→ **Provided passage**:

Hebden Bridge to Cowling

Updated: Jan 28, 2020

Pennine Way - Day 4 - 17 miles - 'Brontë'



Today I did something naughty. I abandoned The Pennine Way, that has guided me so faultlessly for three days now, to do my own thing.


Shhh. Don’t tell anyone.


Some Pennine Way walkers frown on this. Ash – who I met at the Carriage House two days back – is planning to walk every step of the official path. Barrie, meanwhile, who I’ve walked with on and off since Crowden, knows the area well and is riffing off the Way when he feels like it to follow his interests. As long as he does the Way in spirit, he says, that’s fine.


Every long distance walker has their own unique rules. I can’t use ferries to get from Land’s End to John o' Groats and if I use any public transport to help with stopovers I have to pick up the trail at the exact spot I left it. But while I will end up walking 99% of the Pennine Way, a few diversions here and there are within my rules.


Today, for example, there was the chance to follow the Way proper up and over more soggy tops, or heading up the local beauty spot of Hebden Dale, with its National Trust Mill, famous crags, waterfalls and miles of riverside woods. Not only was it easy going – it was a beautiful walk.

(Position identification entries)
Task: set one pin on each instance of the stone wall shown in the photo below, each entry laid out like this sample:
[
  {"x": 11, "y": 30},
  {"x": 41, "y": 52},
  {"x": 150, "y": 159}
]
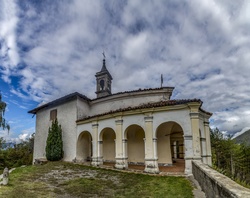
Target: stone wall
[{"x": 215, "y": 184}]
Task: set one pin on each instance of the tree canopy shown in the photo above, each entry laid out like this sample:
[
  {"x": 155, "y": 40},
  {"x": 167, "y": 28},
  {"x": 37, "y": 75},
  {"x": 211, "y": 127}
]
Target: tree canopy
[
  {"x": 3, "y": 123},
  {"x": 54, "y": 146}
]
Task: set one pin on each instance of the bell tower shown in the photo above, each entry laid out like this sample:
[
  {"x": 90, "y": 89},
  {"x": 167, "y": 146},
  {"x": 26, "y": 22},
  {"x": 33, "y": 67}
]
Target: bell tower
[{"x": 103, "y": 81}]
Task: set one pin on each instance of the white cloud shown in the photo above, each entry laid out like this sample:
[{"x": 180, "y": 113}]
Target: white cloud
[
  {"x": 201, "y": 48},
  {"x": 9, "y": 57}
]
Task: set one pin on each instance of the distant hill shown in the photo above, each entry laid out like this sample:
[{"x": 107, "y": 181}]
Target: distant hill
[{"x": 244, "y": 137}]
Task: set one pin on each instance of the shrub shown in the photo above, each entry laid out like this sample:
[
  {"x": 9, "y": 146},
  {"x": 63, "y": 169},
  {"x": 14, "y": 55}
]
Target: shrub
[{"x": 54, "y": 146}]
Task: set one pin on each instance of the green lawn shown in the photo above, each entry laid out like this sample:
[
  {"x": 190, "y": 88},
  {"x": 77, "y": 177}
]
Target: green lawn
[{"x": 59, "y": 179}]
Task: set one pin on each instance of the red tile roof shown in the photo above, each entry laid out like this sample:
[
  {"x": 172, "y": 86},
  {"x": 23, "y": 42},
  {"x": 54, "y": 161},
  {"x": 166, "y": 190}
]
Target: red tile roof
[{"x": 148, "y": 105}]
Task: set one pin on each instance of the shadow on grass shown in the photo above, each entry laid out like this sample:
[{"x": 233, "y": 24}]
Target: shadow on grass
[{"x": 56, "y": 179}]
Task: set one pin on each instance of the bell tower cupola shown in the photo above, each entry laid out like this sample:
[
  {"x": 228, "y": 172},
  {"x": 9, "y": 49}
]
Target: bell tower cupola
[{"x": 103, "y": 81}]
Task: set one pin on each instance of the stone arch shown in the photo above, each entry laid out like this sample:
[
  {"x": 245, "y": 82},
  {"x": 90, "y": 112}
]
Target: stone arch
[
  {"x": 84, "y": 147},
  {"x": 170, "y": 142},
  {"x": 135, "y": 136},
  {"x": 107, "y": 138}
]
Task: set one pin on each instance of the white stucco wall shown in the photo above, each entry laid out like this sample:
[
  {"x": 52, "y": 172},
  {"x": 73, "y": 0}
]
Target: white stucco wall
[{"x": 124, "y": 100}]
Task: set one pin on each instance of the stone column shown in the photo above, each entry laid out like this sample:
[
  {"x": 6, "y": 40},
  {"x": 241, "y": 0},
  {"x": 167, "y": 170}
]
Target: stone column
[
  {"x": 203, "y": 147},
  {"x": 121, "y": 159},
  {"x": 151, "y": 160},
  {"x": 96, "y": 158},
  {"x": 188, "y": 143},
  {"x": 208, "y": 143},
  {"x": 196, "y": 135}
]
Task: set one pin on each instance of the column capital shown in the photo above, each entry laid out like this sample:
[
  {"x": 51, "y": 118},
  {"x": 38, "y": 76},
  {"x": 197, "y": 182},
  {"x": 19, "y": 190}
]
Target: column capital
[
  {"x": 148, "y": 118},
  {"x": 206, "y": 123},
  {"x": 95, "y": 125},
  {"x": 194, "y": 115},
  {"x": 124, "y": 140},
  {"x": 119, "y": 122}
]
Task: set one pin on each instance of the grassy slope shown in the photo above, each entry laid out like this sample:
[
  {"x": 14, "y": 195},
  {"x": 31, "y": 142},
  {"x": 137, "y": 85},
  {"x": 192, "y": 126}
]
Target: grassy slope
[{"x": 60, "y": 179}]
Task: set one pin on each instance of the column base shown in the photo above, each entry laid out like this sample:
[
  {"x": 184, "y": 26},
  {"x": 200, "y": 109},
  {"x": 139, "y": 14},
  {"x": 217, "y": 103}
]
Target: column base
[
  {"x": 96, "y": 161},
  {"x": 121, "y": 163},
  {"x": 151, "y": 166}
]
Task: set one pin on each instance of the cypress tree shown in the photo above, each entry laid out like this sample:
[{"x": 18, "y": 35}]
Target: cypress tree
[{"x": 54, "y": 146}]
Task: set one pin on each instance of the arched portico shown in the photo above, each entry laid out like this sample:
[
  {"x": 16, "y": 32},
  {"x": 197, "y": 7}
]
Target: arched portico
[
  {"x": 107, "y": 146},
  {"x": 135, "y": 136},
  {"x": 170, "y": 143},
  {"x": 84, "y": 147}
]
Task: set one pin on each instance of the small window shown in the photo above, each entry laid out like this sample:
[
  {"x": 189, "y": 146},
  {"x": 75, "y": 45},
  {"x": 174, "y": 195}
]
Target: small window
[{"x": 53, "y": 114}]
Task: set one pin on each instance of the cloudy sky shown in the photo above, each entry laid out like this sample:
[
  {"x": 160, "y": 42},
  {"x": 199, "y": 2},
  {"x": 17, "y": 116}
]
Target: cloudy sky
[{"x": 49, "y": 49}]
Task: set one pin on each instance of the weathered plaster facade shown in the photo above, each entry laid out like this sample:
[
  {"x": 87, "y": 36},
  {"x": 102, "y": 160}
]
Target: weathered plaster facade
[{"x": 140, "y": 127}]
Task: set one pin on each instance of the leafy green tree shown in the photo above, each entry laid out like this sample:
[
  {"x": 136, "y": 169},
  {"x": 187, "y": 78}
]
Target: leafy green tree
[
  {"x": 54, "y": 146},
  {"x": 3, "y": 122},
  {"x": 230, "y": 158}
]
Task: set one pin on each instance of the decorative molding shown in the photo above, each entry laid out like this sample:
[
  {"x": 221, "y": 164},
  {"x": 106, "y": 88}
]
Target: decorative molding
[
  {"x": 148, "y": 119},
  {"x": 188, "y": 137},
  {"x": 95, "y": 125},
  {"x": 124, "y": 140},
  {"x": 203, "y": 139},
  {"x": 194, "y": 115},
  {"x": 119, "y": 122}
]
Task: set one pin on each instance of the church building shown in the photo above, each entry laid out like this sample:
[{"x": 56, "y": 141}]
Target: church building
[{"x": 144, "y": 127}]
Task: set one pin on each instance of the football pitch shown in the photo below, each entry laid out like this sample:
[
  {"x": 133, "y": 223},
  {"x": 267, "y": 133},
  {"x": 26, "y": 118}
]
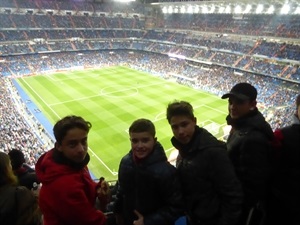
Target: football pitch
[{"x": 111, "y": 99}]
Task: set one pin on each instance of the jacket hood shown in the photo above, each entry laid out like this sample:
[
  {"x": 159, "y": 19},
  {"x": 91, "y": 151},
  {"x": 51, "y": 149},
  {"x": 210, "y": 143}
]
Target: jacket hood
[
  {"x": 201, "y": 140},
  {"x": 47, "y": 169},
  {"x": 254, "y": 121}
]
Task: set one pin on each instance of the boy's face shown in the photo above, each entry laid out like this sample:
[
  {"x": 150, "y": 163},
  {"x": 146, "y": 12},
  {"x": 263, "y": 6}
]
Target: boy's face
[
  {"x": 183, "y": 128},
  {"x": 74, "y": 145},
  {"x": 142, "y": 144}
]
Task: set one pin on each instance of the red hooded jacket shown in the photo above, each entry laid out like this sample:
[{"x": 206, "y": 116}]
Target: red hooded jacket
[{"x": 67, "y": 195}]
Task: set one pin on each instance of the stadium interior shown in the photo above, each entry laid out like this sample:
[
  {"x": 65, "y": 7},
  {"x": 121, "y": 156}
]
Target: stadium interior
[{"x": 206, "y": 45}]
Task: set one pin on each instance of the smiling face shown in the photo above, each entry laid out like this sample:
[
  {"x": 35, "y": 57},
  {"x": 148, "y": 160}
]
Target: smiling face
[
  {"x": 142, "y": 143},
  {"x": 238, "y": 108},
  {"x": 183, "y": 128},
  {"x": 74, "y": 145}
]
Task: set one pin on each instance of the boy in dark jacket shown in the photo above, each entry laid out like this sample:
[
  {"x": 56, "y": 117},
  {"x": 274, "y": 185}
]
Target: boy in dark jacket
[
  {"x": 284, "y": 207},
  {"x": 148, "y": 188},
  {"x": 211, "y": 190},
  {"x": 249, "y": 146}
]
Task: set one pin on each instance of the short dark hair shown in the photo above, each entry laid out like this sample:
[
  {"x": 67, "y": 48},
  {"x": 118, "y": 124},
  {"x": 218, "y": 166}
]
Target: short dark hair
[
  {"x": 179, "y": 108},
  {"x": 67, "y": 123},
  {"x": 16, "y": 158},
  {"x": 142, "y": 125}
]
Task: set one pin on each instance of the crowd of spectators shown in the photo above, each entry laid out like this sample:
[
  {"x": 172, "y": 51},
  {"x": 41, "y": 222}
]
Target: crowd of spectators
[
  {"x": 87, "y": 5},
  {"x": 41, "y": 43},
  {"x": 275, "y": 98},
  {"x": 18, "y": 128}
]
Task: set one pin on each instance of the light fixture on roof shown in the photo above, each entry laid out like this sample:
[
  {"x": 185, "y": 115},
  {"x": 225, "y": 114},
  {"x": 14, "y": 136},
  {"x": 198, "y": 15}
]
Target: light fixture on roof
[
  {"x": 297, "y": 11},
  {"x": 238, "y": 9},
  {"x": 228, "y": 9},
  {"x": 221, "y": 9},
  {"x": 212, "y": 9},
  {"x": 259, "y": 8},
  {"x": 271, "y": 9},
  {"x": 248, "y": 9},
  {"x": 124, "y": 0},
  {"x": 182, "y": 9},
  {"x": 285, "y": 9}
]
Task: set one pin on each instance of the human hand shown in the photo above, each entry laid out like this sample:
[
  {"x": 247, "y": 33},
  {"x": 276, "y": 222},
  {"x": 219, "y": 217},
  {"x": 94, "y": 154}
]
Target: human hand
[{"x": 140, "y": 220}]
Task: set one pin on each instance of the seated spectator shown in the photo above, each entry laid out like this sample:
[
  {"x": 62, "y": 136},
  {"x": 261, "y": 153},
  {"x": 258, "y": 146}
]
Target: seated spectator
[
  {"x": 26, "y": 175},
  {"x": 18, "y": 205}
]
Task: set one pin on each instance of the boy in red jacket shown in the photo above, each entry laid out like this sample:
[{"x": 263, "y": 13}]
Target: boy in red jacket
[{"x": 68, "y": 194}]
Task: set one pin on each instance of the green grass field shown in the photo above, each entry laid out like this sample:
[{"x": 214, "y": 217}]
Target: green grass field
[{"x": 111, "y": 99}]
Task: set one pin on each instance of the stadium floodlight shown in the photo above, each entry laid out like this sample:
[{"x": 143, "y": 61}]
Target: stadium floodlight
[
  {"x": 165, "y": 10},
  {"x": 221, "y": 9},
  {"x": 124, "y": 0},
  {"x": 297, "y": 11},
  {"x": 212, "y": 9},
  {"x": 228, "y": 9},
  {"x": 238, "y": 9},
  {"x": 271, "y": 9},
  {"x": 182, "y": 9},
  {"x": 204, "y": 9},
  {"x": 247, "y": 9},
  {"x": 259, "y": 8},
  {"x": 285, "y": 9}
]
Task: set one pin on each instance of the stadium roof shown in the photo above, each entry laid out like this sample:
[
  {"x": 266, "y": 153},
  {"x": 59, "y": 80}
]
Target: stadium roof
[{"x": 230, "y": 6}]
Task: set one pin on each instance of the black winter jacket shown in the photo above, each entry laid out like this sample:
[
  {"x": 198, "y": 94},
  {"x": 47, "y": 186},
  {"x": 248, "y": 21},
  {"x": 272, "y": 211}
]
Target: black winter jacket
[
  {"x": 286, "y": 182},
  {"x": 212, "y": 193},
  {"x": 150, "y": 187},
  {"x": 250, "y": 150}
]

→ **Challenge**: Resume the Hebden Bridge to Cowling walking account, picking up right after its final sentence.

→ **Final result**:
Which kind of begged the question; why on earth would the Way miss it out?


The steep wooded hillsides of lovely Hebden Bridge.
Millennium Clock in Hebden Bridge.

Leaving Hebden Bridge.

The thing is, while The Pennine Way has been a revelation, it suffers from the problem that all these trails do: they are born of a host of factors, including social and political context of the time coupled with the vision and walking interests of their creator, but also – and probably most of all – a hefty dose of pragmatic compromise. 


It was in 1935 that the journalist, walker and access campaigner Tom Stephenson wrote an article for the London Daily Herald entitled 'Wanted: A Long Green Trail'. Frustrated that Britain had nothing like America’s Appalachian Trail, he called for “a Pennine Way from the Peak to the Cheviots”.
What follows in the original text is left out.